▶ **Task prompt**: Which lines run from the line with "Where can the green" through the line with "Where can the person" in the entries below? Print them exactly, both ends included, and nothing more.

▶ **Dataset records**:

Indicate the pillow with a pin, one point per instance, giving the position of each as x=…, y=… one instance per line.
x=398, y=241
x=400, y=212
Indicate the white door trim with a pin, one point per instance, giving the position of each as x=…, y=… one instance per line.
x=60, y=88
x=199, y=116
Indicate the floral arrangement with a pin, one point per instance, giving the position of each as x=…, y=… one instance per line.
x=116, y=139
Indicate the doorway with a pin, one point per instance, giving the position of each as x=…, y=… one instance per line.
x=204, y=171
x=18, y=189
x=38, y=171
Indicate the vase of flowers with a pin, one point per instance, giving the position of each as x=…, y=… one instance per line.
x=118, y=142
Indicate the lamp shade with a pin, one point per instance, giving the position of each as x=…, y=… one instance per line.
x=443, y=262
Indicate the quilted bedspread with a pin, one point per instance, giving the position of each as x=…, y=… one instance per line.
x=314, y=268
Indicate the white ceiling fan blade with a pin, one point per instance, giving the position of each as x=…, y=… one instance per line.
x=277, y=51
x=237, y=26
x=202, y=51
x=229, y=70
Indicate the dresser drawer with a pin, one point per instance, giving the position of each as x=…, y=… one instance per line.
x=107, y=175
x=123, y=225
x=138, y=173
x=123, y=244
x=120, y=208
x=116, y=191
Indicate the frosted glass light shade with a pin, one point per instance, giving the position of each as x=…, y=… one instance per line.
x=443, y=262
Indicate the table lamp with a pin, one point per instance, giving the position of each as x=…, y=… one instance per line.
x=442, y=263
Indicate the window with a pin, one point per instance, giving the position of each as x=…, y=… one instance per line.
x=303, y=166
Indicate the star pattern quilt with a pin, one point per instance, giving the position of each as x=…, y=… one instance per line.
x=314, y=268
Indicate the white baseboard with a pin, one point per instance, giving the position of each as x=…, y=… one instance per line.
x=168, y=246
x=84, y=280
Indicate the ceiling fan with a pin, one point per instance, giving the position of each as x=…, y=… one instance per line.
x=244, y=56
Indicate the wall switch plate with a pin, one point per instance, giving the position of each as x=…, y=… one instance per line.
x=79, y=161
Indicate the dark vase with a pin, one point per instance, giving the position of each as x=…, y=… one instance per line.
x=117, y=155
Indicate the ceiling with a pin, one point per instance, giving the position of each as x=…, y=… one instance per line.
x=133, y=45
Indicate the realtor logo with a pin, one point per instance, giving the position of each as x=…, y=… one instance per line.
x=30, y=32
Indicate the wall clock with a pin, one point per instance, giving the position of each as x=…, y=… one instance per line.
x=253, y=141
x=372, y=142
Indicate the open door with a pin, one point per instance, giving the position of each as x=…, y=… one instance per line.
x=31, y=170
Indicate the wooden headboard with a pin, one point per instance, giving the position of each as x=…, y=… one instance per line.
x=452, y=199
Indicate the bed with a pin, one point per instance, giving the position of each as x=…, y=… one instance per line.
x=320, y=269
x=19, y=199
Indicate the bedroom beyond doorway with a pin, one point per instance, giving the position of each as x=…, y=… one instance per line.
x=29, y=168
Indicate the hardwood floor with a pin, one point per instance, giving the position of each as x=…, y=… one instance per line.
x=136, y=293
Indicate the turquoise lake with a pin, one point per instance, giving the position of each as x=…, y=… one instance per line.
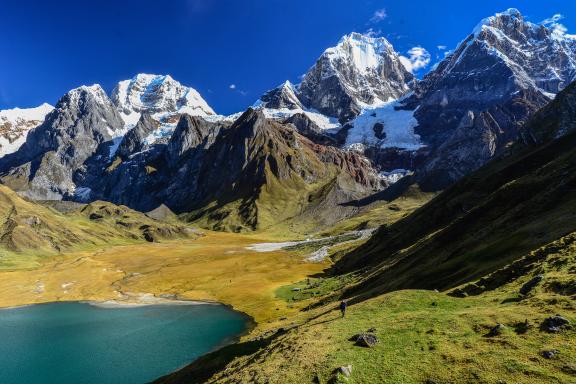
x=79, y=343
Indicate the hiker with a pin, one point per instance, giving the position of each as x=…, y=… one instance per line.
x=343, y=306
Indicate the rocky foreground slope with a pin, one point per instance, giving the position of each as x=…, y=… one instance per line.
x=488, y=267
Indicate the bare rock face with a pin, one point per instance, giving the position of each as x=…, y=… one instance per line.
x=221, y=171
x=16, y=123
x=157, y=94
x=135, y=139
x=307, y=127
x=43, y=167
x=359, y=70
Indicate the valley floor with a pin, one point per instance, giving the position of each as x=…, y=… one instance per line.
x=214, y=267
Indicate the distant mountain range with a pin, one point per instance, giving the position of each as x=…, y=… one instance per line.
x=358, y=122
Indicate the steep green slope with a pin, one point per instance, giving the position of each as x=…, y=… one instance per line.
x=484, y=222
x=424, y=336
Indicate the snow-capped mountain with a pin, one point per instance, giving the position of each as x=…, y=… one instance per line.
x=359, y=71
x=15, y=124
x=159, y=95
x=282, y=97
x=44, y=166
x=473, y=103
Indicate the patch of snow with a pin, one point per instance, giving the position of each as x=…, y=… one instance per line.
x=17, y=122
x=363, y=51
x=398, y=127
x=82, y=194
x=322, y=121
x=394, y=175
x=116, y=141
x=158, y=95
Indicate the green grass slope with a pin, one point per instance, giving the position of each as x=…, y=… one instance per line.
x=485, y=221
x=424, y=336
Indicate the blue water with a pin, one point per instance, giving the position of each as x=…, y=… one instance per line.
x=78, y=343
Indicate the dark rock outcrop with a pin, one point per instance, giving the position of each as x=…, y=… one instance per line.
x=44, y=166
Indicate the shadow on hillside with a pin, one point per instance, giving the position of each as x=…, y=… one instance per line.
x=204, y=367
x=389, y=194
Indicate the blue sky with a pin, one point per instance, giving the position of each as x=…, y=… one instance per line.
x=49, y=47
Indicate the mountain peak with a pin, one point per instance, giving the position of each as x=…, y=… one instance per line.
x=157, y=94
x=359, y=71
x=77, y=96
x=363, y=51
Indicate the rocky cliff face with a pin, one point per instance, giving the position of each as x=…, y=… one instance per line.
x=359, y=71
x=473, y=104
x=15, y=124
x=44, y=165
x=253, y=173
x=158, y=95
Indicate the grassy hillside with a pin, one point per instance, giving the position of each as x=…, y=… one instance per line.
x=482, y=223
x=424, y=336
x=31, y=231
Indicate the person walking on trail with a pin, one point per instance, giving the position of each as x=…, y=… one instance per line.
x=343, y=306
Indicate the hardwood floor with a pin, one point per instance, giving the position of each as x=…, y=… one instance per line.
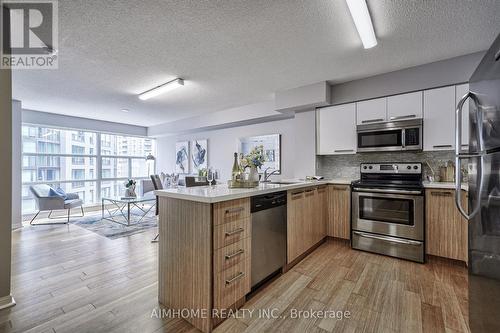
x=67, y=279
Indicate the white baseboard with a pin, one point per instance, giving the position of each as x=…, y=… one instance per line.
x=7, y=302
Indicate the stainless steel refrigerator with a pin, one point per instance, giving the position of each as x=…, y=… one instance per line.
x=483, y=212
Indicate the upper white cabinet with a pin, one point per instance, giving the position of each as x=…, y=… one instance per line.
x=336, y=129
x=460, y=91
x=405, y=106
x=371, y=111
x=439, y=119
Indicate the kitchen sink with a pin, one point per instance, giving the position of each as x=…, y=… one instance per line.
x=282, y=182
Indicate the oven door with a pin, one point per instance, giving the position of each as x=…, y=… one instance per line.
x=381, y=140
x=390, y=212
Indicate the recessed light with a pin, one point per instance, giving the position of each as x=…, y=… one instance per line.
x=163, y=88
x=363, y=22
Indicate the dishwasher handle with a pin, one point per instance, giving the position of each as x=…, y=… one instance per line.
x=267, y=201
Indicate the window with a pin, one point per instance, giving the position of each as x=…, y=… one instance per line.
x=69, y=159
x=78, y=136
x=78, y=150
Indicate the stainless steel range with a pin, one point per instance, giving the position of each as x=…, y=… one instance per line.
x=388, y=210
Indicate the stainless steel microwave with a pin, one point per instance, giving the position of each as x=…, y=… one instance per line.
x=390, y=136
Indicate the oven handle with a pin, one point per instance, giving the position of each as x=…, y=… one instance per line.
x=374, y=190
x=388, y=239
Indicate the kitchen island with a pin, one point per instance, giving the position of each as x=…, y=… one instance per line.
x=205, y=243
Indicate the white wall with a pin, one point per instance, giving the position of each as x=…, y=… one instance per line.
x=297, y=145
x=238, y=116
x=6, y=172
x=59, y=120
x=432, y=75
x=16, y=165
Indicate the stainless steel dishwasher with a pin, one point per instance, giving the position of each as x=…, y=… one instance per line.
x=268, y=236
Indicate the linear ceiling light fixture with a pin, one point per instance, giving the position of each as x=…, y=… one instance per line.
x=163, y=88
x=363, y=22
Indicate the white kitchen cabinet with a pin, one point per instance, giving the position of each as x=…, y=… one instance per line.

...

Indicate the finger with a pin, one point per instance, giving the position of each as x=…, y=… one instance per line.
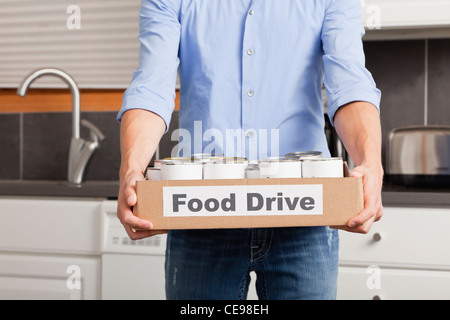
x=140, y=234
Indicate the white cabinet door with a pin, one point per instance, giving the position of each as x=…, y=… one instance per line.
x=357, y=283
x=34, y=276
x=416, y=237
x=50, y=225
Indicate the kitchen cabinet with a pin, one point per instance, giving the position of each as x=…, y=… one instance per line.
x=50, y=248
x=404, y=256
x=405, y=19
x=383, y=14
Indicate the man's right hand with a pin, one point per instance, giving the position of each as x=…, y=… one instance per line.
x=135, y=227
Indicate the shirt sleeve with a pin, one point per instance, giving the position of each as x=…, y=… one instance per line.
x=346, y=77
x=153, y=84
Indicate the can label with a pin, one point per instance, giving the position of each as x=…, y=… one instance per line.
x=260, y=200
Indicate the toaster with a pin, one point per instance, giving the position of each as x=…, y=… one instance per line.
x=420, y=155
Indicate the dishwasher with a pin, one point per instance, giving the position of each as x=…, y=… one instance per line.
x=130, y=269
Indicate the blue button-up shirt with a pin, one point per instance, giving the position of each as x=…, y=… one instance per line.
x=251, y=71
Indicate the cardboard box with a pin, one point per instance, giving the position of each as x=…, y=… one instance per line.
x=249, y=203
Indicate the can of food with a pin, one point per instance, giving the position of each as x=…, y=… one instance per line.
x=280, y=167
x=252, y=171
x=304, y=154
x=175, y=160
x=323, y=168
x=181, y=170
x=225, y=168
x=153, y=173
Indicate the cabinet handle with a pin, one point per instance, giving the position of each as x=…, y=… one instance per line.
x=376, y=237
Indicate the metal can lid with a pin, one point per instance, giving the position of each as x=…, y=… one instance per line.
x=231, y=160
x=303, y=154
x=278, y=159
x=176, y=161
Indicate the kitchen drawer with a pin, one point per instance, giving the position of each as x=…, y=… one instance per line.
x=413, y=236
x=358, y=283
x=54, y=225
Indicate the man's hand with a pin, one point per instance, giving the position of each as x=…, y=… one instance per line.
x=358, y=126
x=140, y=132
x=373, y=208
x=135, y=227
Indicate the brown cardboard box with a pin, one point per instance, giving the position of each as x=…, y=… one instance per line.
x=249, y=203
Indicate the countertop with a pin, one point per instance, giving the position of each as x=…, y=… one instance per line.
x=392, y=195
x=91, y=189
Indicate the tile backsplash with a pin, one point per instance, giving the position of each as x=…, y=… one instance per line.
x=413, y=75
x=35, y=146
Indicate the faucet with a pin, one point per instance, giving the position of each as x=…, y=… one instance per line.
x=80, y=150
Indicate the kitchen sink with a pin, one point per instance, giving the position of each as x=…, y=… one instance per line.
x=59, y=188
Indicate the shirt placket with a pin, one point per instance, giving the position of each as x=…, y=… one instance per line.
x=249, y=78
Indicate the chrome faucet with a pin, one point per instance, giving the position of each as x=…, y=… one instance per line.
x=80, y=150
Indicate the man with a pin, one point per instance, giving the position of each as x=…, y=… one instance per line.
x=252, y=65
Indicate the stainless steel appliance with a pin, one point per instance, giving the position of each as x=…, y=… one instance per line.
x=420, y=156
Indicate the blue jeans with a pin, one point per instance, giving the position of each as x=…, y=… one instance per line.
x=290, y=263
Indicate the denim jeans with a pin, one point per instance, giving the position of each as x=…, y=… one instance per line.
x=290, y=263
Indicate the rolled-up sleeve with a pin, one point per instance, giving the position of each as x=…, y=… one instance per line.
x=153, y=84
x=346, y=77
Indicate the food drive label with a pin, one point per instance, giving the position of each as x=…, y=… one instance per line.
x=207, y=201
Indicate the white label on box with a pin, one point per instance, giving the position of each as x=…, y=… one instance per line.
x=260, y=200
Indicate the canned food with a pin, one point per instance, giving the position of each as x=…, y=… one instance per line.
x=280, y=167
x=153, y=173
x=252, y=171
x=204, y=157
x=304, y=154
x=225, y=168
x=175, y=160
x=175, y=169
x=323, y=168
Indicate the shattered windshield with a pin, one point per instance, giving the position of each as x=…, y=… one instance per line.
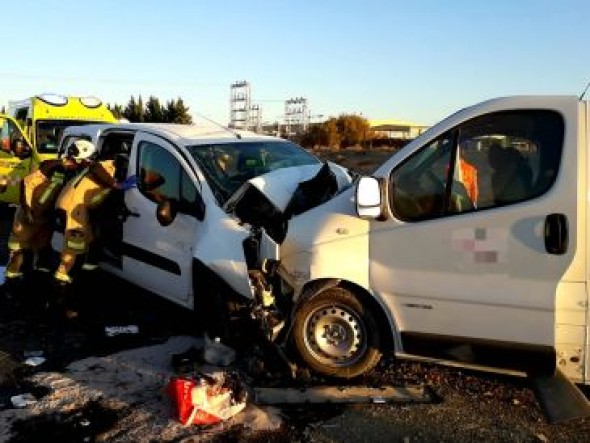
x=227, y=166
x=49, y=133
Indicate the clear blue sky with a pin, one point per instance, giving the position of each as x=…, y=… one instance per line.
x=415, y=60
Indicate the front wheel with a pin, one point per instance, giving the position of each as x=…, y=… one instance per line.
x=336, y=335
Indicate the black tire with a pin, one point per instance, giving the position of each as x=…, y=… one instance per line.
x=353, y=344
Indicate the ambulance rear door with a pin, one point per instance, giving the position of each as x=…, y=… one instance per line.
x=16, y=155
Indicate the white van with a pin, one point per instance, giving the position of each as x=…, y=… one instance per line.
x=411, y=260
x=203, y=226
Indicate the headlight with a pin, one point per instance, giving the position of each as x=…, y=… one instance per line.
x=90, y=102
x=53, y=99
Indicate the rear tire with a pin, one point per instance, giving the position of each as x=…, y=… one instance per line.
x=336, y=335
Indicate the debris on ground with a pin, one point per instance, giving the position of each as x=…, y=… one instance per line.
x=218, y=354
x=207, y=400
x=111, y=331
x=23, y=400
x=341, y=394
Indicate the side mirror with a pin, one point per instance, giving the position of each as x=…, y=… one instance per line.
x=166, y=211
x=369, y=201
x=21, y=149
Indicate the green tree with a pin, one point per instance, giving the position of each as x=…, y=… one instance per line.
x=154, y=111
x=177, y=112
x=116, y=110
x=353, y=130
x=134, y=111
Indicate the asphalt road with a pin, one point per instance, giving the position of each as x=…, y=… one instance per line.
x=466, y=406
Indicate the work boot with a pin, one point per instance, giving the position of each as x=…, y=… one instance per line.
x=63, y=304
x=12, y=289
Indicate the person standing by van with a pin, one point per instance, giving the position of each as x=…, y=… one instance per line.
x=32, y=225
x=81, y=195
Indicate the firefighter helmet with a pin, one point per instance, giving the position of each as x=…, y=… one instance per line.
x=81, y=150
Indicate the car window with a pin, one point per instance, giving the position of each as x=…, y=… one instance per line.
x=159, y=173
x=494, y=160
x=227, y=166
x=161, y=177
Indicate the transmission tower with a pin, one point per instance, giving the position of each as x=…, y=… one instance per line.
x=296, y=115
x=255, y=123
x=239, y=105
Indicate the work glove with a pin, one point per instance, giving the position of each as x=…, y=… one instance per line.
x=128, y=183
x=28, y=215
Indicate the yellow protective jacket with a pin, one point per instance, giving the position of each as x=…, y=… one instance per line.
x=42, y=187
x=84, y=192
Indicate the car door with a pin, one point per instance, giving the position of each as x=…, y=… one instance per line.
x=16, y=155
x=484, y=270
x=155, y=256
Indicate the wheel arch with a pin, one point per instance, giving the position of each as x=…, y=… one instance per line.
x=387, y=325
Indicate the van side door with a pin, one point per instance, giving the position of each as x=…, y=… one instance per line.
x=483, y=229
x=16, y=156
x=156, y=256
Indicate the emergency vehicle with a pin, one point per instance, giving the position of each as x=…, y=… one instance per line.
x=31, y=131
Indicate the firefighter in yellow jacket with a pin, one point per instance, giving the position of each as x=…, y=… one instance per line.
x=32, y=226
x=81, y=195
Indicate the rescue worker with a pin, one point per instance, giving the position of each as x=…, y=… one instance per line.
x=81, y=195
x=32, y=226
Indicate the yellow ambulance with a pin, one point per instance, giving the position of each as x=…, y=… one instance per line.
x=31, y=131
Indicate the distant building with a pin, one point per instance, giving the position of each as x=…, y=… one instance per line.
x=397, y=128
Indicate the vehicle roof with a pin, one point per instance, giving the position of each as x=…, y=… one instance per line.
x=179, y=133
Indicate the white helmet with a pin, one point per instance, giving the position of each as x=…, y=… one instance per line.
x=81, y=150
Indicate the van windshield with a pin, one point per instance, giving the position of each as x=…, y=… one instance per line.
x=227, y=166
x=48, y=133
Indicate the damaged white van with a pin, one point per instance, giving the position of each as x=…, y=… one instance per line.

---

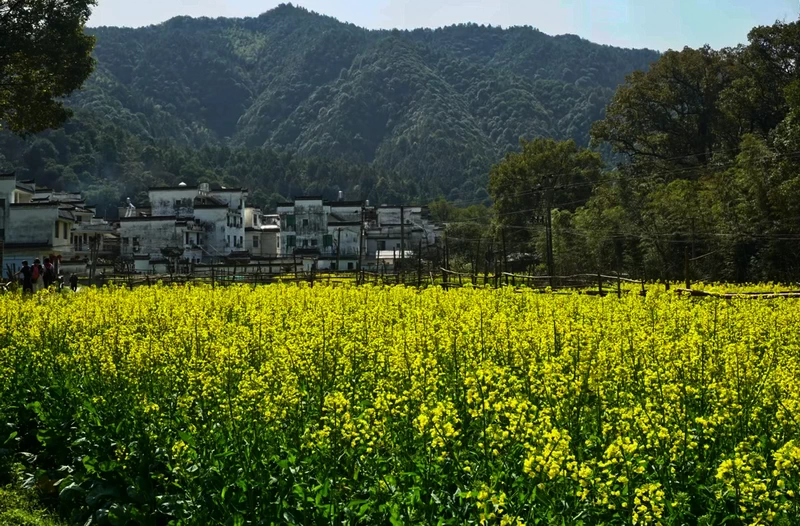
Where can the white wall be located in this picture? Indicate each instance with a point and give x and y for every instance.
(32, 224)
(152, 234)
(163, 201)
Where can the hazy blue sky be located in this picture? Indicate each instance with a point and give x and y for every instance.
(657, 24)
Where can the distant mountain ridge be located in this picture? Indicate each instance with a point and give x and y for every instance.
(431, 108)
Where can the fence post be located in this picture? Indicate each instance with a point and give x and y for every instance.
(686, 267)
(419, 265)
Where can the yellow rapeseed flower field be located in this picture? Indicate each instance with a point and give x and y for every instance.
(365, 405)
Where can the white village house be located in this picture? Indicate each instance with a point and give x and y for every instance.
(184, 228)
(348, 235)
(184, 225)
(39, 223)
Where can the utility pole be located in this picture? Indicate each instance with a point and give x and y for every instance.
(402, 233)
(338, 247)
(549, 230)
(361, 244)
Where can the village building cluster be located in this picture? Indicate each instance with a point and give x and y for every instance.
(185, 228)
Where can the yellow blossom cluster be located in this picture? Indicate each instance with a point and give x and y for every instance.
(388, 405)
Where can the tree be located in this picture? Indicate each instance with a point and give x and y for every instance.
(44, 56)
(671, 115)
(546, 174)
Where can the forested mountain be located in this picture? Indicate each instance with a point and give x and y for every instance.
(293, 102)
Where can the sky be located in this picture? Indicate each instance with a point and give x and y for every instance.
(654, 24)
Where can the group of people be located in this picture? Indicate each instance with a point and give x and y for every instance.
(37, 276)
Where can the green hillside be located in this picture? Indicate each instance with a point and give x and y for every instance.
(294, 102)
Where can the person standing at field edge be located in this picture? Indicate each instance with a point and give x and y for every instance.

▶ **Written response**:
Where can the green hillside be located in this picture? Indicate each instance with a point and give x and y for every instance.
(294, 102)
Where can the person standing at field edge be located in this picture? Indicate each instance with a point and give x and y for every instance.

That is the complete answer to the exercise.